▶ [Exercise data]
begin
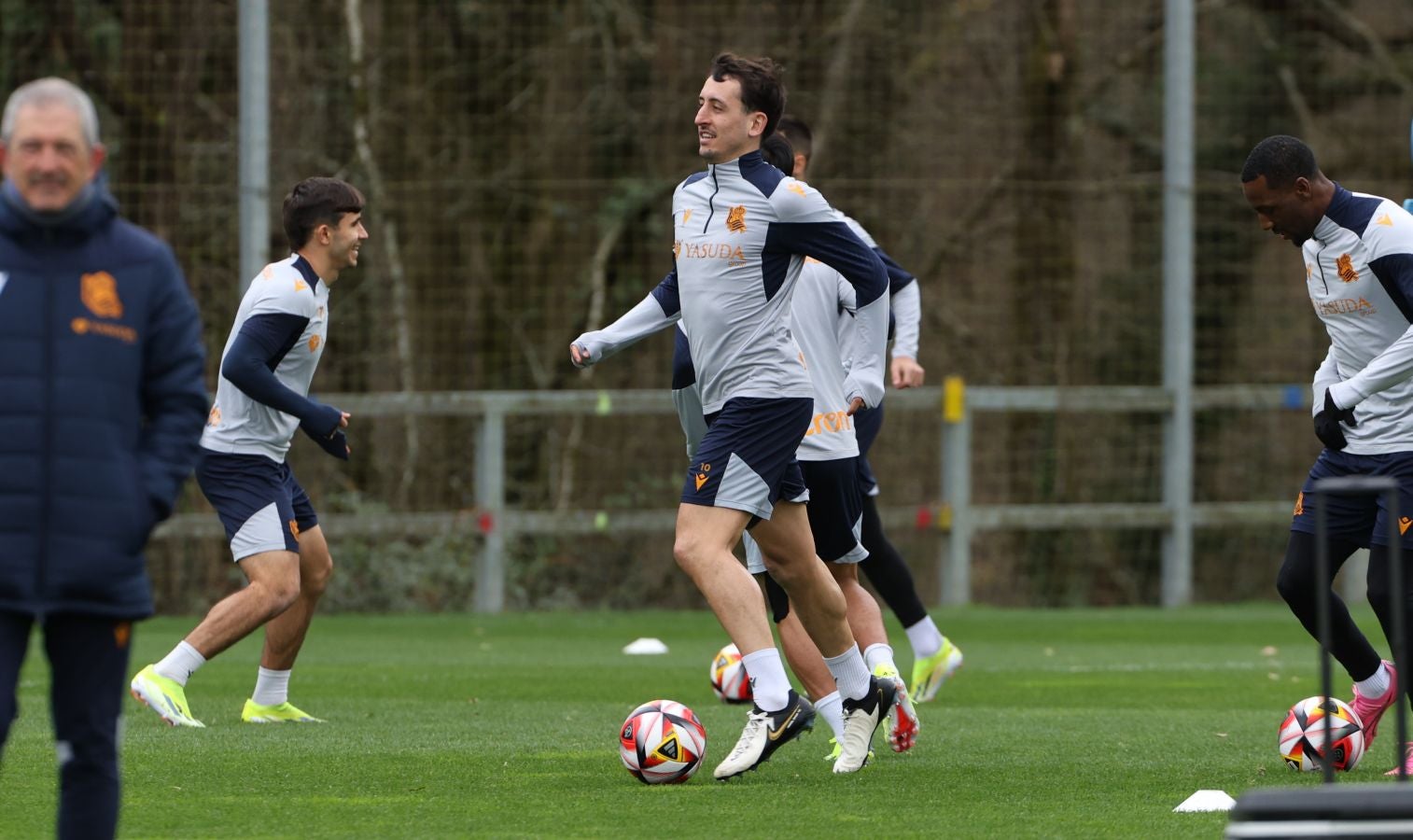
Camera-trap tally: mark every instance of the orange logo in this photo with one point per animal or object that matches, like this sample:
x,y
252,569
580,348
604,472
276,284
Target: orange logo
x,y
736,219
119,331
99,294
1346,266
end
begin
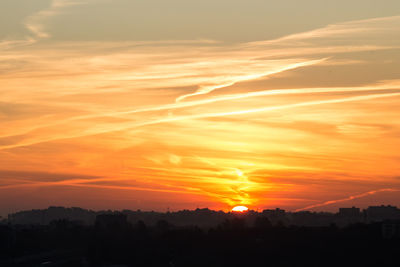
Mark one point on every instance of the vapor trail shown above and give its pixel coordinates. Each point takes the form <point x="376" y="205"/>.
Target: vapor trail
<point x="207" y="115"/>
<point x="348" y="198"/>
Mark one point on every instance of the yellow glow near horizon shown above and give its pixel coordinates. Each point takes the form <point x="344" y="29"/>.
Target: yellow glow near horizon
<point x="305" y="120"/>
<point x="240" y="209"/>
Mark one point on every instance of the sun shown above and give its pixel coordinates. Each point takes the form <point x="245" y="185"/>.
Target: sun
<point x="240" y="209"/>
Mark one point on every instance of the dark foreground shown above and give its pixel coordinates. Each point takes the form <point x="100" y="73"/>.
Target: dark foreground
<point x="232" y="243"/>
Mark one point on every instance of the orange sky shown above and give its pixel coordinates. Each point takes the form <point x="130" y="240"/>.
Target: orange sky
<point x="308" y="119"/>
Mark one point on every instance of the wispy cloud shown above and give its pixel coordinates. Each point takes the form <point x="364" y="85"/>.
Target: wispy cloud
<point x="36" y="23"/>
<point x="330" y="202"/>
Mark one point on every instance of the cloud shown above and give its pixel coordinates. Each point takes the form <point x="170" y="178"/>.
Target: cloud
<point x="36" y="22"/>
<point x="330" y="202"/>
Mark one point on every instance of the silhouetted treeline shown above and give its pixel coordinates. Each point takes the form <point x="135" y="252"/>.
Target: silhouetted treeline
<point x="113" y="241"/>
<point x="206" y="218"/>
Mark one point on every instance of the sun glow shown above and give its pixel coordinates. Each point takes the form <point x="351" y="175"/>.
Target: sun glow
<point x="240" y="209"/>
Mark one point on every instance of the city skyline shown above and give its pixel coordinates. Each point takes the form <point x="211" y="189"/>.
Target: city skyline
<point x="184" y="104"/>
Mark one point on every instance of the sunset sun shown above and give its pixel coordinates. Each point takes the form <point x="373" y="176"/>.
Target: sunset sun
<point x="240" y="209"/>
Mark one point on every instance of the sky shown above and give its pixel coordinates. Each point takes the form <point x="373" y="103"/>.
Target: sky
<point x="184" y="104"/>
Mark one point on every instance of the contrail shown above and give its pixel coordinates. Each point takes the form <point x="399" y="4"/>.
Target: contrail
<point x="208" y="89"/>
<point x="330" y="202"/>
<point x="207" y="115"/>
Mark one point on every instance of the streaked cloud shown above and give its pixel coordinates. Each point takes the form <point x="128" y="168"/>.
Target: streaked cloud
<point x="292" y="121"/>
end
begin
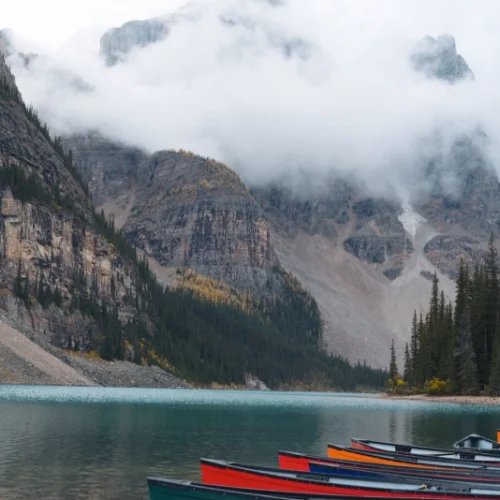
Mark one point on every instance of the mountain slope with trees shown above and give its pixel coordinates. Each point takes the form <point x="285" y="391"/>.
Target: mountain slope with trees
end
▶ [Work instructions] Find each line in the data above that contains the word "glow" and copy those lines in full.

▶ [Solved problem]
Mark one point on every instance of the yellow glow near horizon shown above and give its pixel coordinates. Each point takes the form <point x="344" y="29"/>.
Target: yellow glow near horizon
Mark one point on every instance of the sun glow shown above and give its pixel coordinates. Each point takes the form <point x="351" y="175"/>.
Target: sun glow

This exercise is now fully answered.